━━━━━ DATA TO USE
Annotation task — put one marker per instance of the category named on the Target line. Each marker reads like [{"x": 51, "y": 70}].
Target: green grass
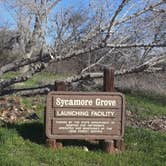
[
  {"x": 18, "y": 147},
  {"x": 143, "y": 107}
]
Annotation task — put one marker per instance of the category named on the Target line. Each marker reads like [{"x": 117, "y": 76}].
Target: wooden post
[
  {"x": 108, "y": 81},
  {"x": 59, "y": 86}
]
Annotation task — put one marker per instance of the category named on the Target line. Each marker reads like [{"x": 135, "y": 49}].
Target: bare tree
[{"x": 111, "y": 28}]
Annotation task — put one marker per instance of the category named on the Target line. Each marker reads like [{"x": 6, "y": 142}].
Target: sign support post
[
  {"x": 59, "y": 86},
  {"x": 110, "y": 146}
]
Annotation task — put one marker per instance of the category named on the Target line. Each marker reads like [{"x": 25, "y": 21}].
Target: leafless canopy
[{"x": 125, "y": 34}]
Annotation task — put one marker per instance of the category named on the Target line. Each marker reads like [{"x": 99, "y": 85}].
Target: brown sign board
[{"x": 80, "y": 115}]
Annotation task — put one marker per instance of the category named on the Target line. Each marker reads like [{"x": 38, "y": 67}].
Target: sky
[{"x": 6, "y": 15}]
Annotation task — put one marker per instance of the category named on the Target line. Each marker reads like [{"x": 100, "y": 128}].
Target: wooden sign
[{"x": 78, "y": 115}]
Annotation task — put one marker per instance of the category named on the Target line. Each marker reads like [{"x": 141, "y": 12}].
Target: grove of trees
[{"x": 128, "y": 35}]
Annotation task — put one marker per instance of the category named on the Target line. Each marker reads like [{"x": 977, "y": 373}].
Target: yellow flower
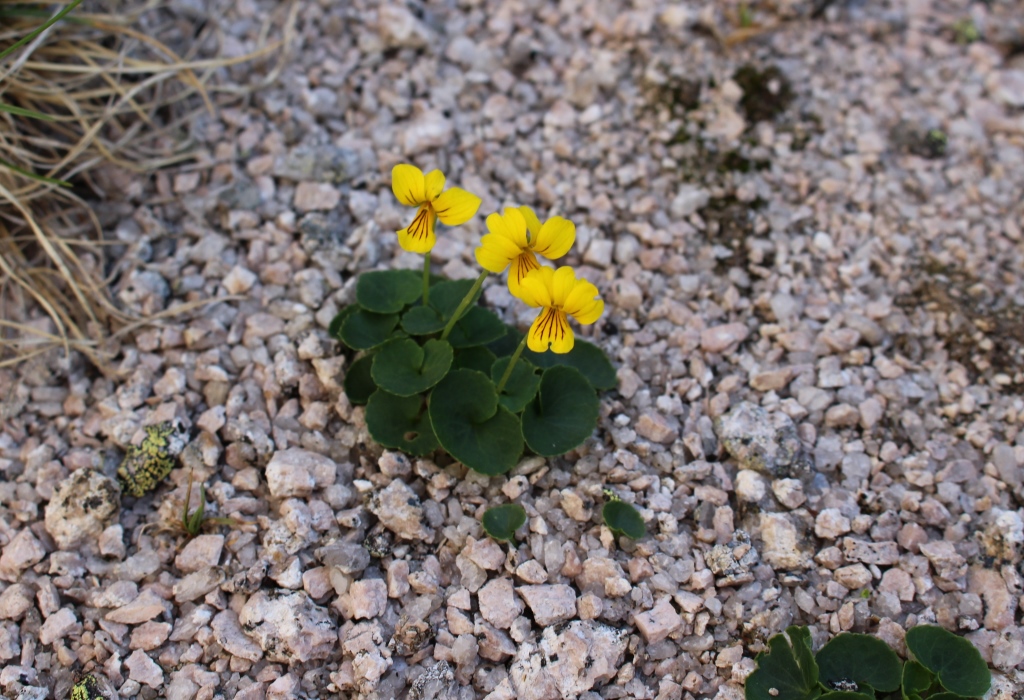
[
  {"x": 560, "y": 295},
  {"x": 416, "y": 189},
  {"x": 516, "y": 238}
]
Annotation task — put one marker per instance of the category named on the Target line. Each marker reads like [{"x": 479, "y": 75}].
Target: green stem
[
  {"x": 426, "y": 278},
  {"x": 32, "y": 35},
  {"x": 515, "y": 358},
  {"x": 464, "y": 303}
]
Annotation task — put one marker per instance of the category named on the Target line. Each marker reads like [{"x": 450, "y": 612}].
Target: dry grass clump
[{"x": 117, "y": 85}]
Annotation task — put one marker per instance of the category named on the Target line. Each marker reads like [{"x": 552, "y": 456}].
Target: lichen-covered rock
[
  {"x": 148, "y": 463},
  {"x": 289, "y": 626},
  {"x": 569, "y": 660},
  {"x": 82, "y": 507},
  {"x": 762, "y": 441}
]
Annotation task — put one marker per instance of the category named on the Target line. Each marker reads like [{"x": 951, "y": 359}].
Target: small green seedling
[
  {"x": 501, "y": 522},
  {"x": 193, "y": 522},
  {"x": 622, "y": 518},
  {"x": 966, "y": 31},
  {"x": 862, "y": 667}
]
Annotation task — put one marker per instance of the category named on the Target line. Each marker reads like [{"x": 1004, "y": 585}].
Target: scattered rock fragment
[
  {"x": 82, "y": 507},
  {"x": 289, "y": 626},
  {"x": 764, "y": 442}
]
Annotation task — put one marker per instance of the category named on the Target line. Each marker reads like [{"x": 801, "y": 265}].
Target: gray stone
[
  {"x": 550, "y": 604},
  {"x": 398, "y": 509},
  {"x": 289, "y": 626},
  {"x": 567, "y": 662},
  {"x": 761, "y": 441},
  {"x": 82, "y": 507}
]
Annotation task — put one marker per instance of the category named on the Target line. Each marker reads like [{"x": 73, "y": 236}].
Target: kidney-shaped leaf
[
  {"x": 860, "y": 658},
  {"x": 387, "y": 291},
  {"x": 521, "y": 385},
  {"x": 624, "y": 519},
  {"x": 400, "y": 423},
  {"x": 954, "y": 660},
  {"x": 916, "y": 680},
  {"x": 403, "y": 368},
  {"x": 586, "y": 357},
  {"x": 501, "y": 522},
  {"x": 562, "y": 414},
  {"x": 471, "y": 426},
  {"x": 786, "y": 669},
  {"x": 358, "y": 383},
  {"x": 421, "y": 320}
]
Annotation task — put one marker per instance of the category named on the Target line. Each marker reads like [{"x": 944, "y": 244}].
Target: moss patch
[{"x": 767, "y": 92}]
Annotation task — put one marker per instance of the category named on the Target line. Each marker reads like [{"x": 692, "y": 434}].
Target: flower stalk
[
  {"x": 464, "y": 303},
  {"x": 508, "y": 369},
  {"x": 426, "y": 278}
]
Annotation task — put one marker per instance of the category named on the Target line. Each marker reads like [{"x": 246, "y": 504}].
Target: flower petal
[
  {"x": 408, "y": 185},
  {"x": 535, "y": 290},
  {"x": 456, "y": 206},
  {"x": 580, "y": 300},
  {"x": 550, "y": 330},
  {"x": 555, "y": 237},
  {"x": 521, "y": 266},
  {"x": 511, "y": 225},
  {"x": 419, "y": 237},
  {"x": 589, "y": 314},
  {"x": 433, "y": 184},
  {"x": 532, "y": 223},
  {"x": 562, "y": 282},
  {"x": 496, "y": 252}
]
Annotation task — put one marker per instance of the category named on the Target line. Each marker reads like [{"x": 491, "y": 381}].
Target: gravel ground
[{"x": 809, "y": 243}]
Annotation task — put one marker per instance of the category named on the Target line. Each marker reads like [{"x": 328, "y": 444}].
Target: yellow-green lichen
[
  {"x": 86, "y": 689},
  {"x": 150, "y": 463}
]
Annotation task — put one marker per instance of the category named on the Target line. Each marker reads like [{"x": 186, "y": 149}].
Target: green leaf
[
  {"x": 35, "y": 33},
  {"x": 521, "y": 386},
  {"x": 507, "y": 344},
  {"x": 471, "y": 426},
  {"x": 501, "y": 522},
  {"x": 624, "y": 519},
  {"x": 403, "y": 368},
  {"x": 562, "y": 414},
  {"x": 388, "y": 291},
  {"x": 786, "y": 669},
  {"x": 916, "y": 680},
  {"x": 400, "y": 423},
  {"x": 422, "y": 320},
  {"x": 365, "y": 330},
  {"x": 446, "y": 296},
  {"x": 33, "y": 176},
  {"x": 22, "y": 112},
  {"x": 586, "y": 357},
  {"x": 477, "y": 326},
  {"x": 358, "y": 382},
  {"x": 478, "y": 358},
  {"x": 954, "y": 660},
  {"x": 860, "y": 658},
  {"x": 335, "y": 329}
]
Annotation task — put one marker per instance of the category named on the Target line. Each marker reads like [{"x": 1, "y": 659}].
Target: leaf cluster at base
[
  {"x": 853, "y": 666},
  {"x": 423, "y": 392}
]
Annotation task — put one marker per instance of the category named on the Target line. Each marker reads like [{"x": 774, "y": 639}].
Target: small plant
[
  {"x": 622, "y": 518},
  {"x": 966, "y": 31},
  {"x": 193, "y": 522},
  {"x": 852, "y": 666},
  {"x": 501, "y": 522},
  {"x": 437, "y": 370}
]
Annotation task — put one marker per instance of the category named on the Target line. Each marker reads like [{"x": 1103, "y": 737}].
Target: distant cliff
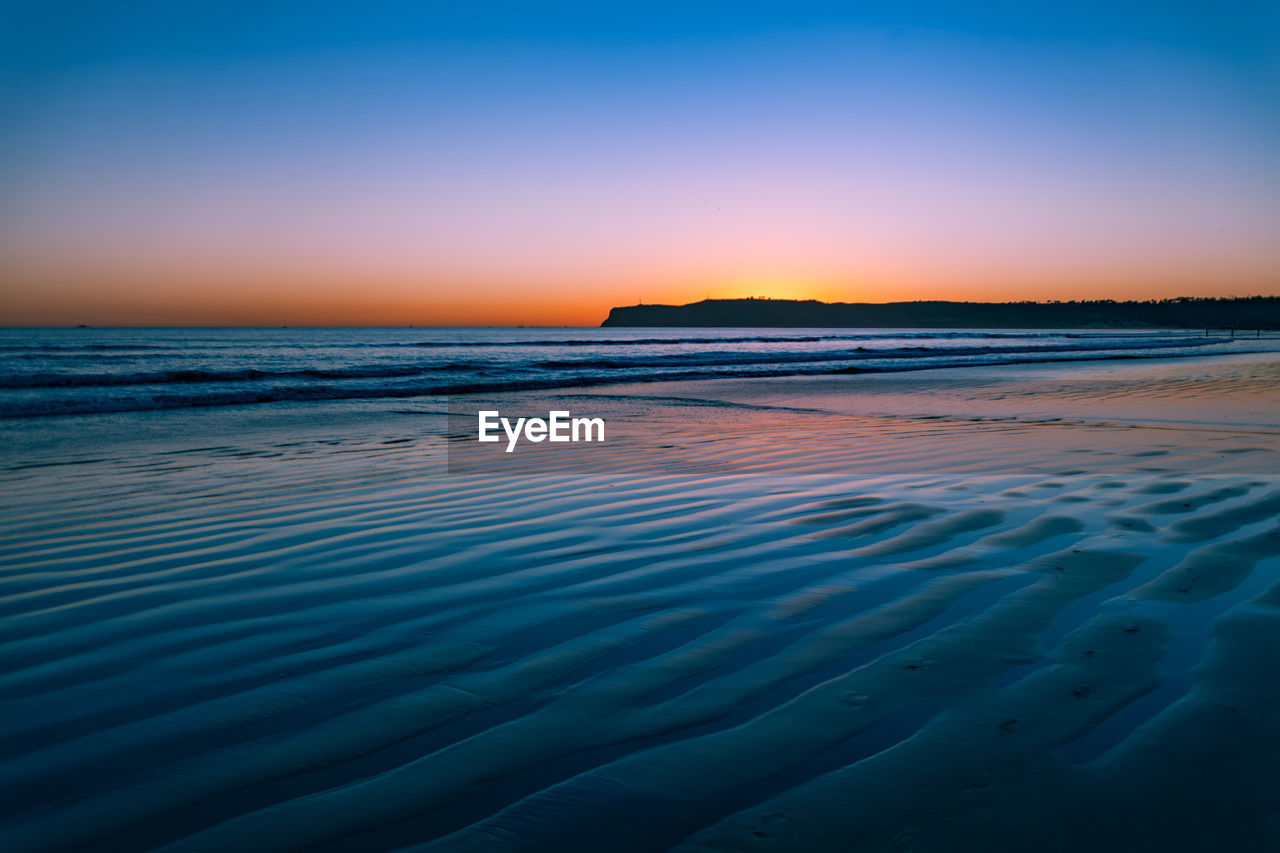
[{"x": 1192, "y": 313}]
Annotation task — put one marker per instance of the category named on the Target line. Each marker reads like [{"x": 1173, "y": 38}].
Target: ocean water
[{"x": 82, "y": 372}]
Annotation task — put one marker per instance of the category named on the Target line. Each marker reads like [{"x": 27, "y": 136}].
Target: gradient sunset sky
[{"x": 536, "y": 163}]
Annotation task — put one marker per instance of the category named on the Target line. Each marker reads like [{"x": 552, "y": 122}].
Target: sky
[{"x": 536, "y": 163}]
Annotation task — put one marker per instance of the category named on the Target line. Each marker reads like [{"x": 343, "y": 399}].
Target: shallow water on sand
[{"x": 910, "y": 632}]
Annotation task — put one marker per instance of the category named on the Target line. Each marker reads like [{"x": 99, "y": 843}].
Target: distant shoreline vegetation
[{"x": 1184, "y": 313}]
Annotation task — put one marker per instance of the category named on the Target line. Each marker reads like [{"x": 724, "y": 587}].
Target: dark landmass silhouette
[{"x": 1187, "y": 313}]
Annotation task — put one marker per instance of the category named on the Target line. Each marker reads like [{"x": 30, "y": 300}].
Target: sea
[{"x": 58, "y": 373}]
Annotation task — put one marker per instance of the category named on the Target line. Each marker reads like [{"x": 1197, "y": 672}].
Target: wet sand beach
[{"x": 986, "y": 609}]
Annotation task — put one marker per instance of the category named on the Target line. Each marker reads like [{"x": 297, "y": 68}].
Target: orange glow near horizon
[
  {"x": 480, "y": 178},
  {"x": 238, "y": 297}
]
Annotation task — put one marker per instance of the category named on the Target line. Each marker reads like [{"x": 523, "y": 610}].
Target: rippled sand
[{"x": 1014, "y": 611}]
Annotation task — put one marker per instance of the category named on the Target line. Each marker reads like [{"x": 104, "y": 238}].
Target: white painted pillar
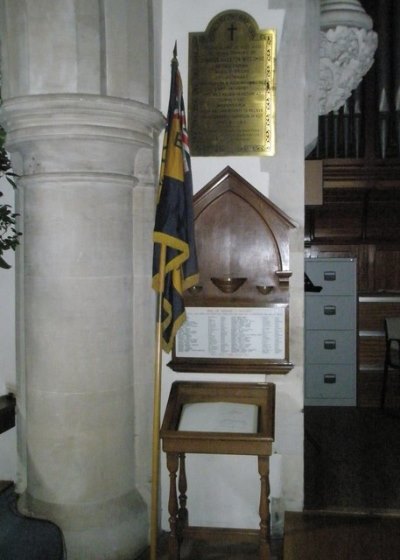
[{"x": 76, "y": 80}]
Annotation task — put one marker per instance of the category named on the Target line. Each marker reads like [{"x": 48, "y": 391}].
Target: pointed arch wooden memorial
[{"x": 238, "y": 314}]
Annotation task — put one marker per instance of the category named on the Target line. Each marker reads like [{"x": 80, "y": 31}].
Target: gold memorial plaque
[{"x": 232, "y": 87}]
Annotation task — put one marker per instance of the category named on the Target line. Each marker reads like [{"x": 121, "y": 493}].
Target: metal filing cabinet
[{"x": 331, "y": 333}]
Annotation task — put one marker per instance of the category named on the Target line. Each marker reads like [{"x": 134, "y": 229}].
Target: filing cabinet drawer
[
  {"x": 336, "y": 277},
  {"x": 334, "y": 313},
  {"x": 330, "y": 347},
  {"x": 326, "y": 382}
]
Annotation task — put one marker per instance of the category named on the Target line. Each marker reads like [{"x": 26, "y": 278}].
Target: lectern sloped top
[{"x": 254, "y": 442}]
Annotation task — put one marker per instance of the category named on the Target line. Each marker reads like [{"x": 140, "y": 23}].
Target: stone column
[{"x": 76, "y": 80}]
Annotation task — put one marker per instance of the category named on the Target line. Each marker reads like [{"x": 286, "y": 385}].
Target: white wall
[
  {"x": 224, "y": 490},
  {"x": 8, "y": 452}
]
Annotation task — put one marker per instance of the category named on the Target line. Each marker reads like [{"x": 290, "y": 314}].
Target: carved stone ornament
[{"x": 347, "y": 48}]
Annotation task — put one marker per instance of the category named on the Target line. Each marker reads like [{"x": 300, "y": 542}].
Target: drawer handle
[{"x": 329, "y": 309}]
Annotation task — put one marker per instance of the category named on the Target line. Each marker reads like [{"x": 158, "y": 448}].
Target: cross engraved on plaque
[{"x": 232, "y": 87}]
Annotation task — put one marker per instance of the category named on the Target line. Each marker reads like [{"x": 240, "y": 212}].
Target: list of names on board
[{"x": 232, "y": 332}]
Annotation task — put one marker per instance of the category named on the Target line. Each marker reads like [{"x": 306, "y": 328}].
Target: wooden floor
[
  {"x": 341, "y": 537},
  {"x": 197, "y": 550},
  {"x": 310, "y": 536}
]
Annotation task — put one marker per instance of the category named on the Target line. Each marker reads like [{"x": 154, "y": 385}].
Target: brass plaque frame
[{"x": 232, "y": 87}]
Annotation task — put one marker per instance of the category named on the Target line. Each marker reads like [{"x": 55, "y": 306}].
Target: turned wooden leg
[
  {"x": 173, "y": 544},
  {"x": 183, "y": 518},
  {"x": 263, "y": 469}
]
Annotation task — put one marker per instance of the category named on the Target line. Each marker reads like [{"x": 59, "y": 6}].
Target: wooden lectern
[{"x": 177, "y": 442}]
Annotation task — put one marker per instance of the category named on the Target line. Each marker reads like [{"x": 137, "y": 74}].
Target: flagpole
[{"x": 156, "y": 413}]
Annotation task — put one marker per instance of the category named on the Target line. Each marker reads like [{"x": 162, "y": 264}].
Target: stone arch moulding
[{"x": 242, "y": 243}]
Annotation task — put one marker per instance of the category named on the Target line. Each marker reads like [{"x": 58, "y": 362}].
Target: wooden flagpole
[{"x": 156, "y": 412}]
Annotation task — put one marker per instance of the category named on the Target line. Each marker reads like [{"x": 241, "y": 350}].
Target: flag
[{"x": 174, "y": 222}]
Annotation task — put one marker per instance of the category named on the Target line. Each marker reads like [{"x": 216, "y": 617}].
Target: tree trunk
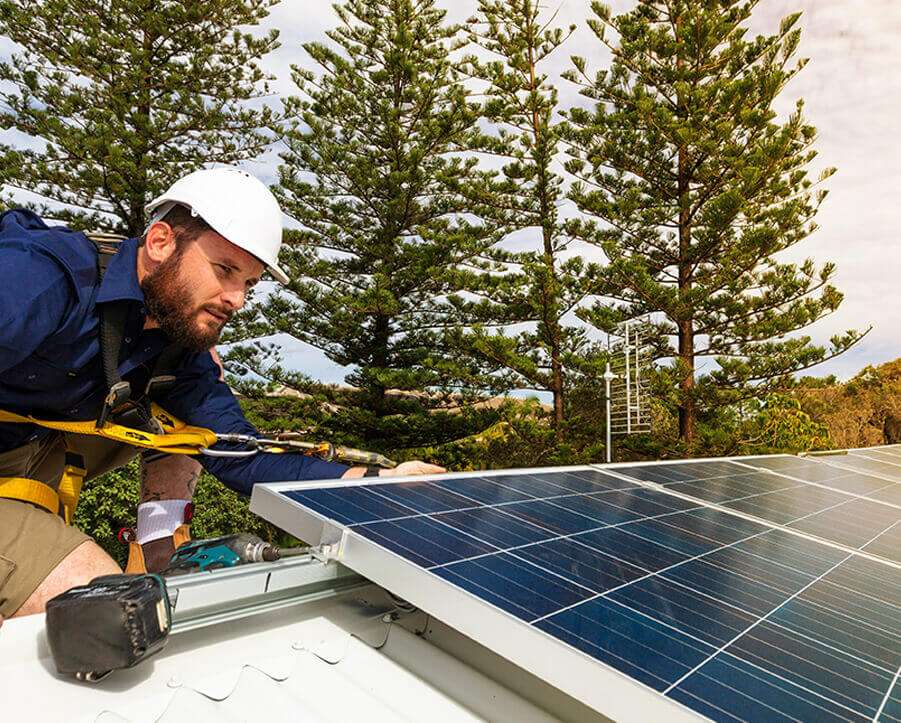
━━━━━━━━━━
- PROBLEM DETAILS: Gather each line of the records above that contains the word "arch", and copy every one of those lines in full.

- FINAL RESULT:
Target: pointed arch wooden memorial
Target: stone arch moulding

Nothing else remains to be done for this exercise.